● PROBLEM STATEMENT:
Work out how many lines of the data contain "water" and reply with that number alone.

● DATA FOR REVIEW:
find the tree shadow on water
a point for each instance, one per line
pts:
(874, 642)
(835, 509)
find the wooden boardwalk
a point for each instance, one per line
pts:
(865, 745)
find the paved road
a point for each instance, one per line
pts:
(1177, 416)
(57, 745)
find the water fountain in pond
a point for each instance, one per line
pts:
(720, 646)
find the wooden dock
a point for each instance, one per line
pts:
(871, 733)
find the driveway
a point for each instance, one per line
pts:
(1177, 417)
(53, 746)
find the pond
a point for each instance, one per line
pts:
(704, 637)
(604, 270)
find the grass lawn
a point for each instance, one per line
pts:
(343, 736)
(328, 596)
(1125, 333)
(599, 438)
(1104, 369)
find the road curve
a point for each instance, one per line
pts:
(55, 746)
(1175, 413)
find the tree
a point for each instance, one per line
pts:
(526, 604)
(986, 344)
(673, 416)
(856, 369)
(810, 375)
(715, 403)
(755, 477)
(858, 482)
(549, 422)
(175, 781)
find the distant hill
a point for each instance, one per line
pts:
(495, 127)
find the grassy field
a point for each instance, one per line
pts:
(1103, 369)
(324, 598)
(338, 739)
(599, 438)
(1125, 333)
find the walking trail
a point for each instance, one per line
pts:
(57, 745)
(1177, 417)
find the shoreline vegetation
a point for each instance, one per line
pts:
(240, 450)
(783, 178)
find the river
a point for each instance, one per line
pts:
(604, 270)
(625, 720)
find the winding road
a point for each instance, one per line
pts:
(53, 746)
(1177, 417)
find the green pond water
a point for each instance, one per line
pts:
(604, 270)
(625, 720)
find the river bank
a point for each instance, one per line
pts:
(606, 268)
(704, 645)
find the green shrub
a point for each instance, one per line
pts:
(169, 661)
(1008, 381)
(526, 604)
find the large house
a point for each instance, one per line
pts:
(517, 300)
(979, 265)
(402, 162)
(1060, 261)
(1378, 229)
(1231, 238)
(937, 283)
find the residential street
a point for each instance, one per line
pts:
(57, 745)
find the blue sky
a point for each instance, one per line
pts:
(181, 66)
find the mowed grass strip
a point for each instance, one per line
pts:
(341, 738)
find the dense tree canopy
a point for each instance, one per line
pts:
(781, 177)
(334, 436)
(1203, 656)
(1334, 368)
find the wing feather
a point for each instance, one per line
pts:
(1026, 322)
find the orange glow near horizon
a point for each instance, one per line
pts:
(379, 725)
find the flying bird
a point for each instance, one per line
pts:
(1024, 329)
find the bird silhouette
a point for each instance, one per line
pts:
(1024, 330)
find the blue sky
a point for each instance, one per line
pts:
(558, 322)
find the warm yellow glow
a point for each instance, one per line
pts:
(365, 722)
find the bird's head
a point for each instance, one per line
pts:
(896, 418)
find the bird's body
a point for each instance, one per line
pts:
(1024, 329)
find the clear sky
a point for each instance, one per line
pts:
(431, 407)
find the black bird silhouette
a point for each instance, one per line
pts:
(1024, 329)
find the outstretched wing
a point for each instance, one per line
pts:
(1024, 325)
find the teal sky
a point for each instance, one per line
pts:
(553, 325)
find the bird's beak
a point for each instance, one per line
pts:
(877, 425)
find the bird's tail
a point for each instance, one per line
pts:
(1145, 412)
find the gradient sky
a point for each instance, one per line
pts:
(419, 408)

● ANSWER TO THIS TASK:
3